▶ [Exercise requirements]:
A) Reproduce the section of the passage on Seattle's school achievement gaps that opens with the words containing "Yes, thousands of" and closes with "or other districts.", swapping "Every morning" for "Each school day".
B) Extend the passage on Seattle's school achievement gaps, picking up right after its final sentence.

▶ [Selected extract]:
Content starts

Higher-order thinking involves the ability to problem-solve and, often, to hold two seemingly contradictory ideas simultaneously. So, it’s only fitting that this principle applies to Seattle Public Schools, which is apparently pretty good at teaching advanced concepts to kids.
At least, to certain kinds of kids.
That’s the upshot from data released jointly by Stanford University and Harvard University, comparing the performance of school districts across the country down to the most granular level. The report — which measures scores, attendance and growth in learning before and after the pandemic for different student groups — shows, on the one hand, that kids in Seattle perform, on average, much better than their peers in other large cities.
But drill down to specifics, and the numbers get ugly: Black and low-income children in Seattle are more than four grade levels behind their white and affluent classmates.
Here’s an example: While middle-class and affluent students in Seattle ranked in the 93rd percentile for math, low-income students were down in the 34th percentile. Similar chasms show up in reading.
These gaps are significantly wider than those between students in other cities like Boston and San Diego.
“The data is screaming at us,” said SPS’ new superintendent, Ben Shuldiner. “There are specific populations of children that we are not serving.”
Yes, thousands of them.
Every morning, as Shuldiner knows, 20,000 students wake up inside the boundaries of Seattle Public Schools and go somewhere else to get educated — either to private schools, charter schools or other districts.

Content ends

▶ [Stored entries]:
Content starts

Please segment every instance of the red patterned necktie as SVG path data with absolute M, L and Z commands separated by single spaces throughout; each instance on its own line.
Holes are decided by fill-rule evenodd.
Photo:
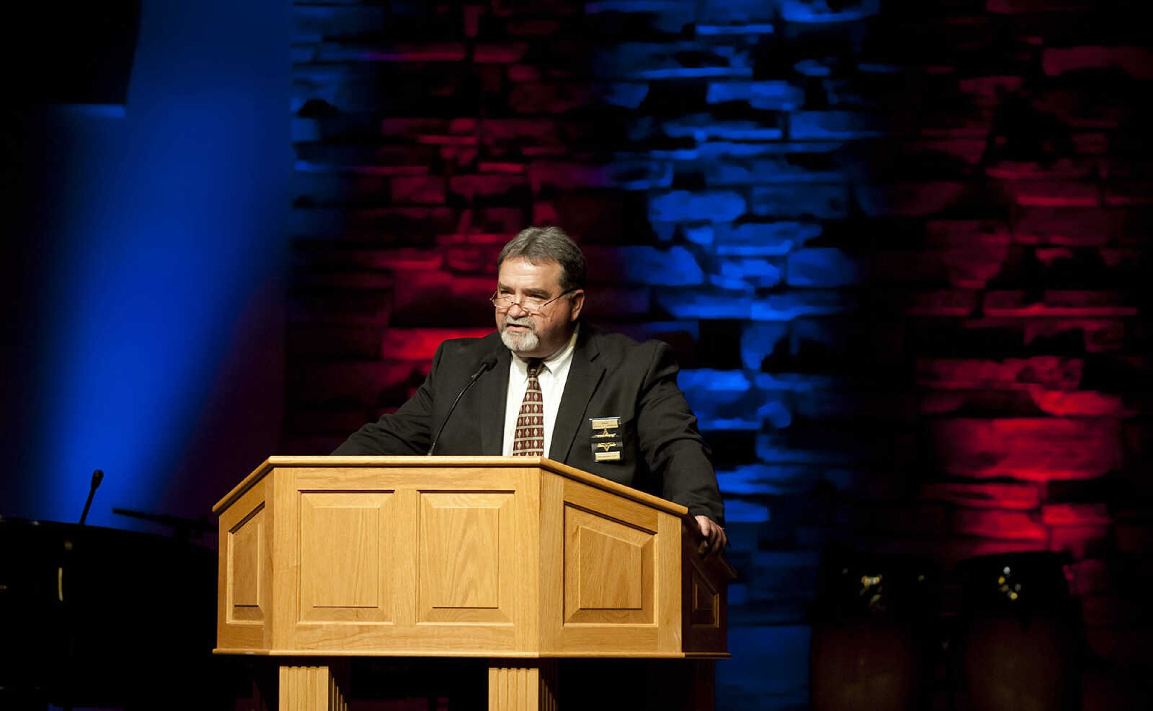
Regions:
M 541 398 L 541 383 L 536 379 L 540 371 L 541 361 L 528 362 L 528 387 L 512 437 L 513 456 L 544 456 L 544 400 Z

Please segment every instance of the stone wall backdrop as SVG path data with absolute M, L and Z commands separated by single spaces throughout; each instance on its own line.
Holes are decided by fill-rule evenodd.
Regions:
M 296 2 L 284 451 L 489 332 L 496 251 L 557 224 L 590 318 L 675 346 L 714 447 L 741 574 L 718 708 L 809 708 L 834 545 L 936 561 L 942 620 L 956 561 L 1068 553 L 1083 708 L 1150 708 L 1139 6 Z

Content ends

▶ [Solved tasks]:
A)
Yes, thousands of them.
Each school day, as Shuldiner knows, 20,000 students wake up inside the boundaries of Seattle Public Schools and go somewhere else to get educated — either to private schools, charter schools or other districts.

B)
Conventional wisdom holds that these are children whose parents feel they aren’t sufficiently challenged in SPS. But considering the Stanford data, maybe it’s other families — those with students who are struggling — that should be running for the exits.
Sean Reardon, who studies poverty in education and co-authored the Stanford study, says Seattle’s overall success masks “enormous inequality.” In fact, SPS has some of the largest achievement gaps in the U.S., a fact that has been the shame of this city for years and only worsened during the past decade.
Not for lack of attention. Seattle has focused millions of dollars and plenty of mental energy on Black students through efforts like the Office of African American Male Achievement. What’s missing is accountability (and proven interventions like high-dosage tutoring).
It’s no wonder Shuldiner is working hard to highlight Seattle’s strengths. A major test of his tenure will be whether he is able to attract all families back to SPS, which would boost the district’s finances as well as its image.
But in this case, the devil really is in the details.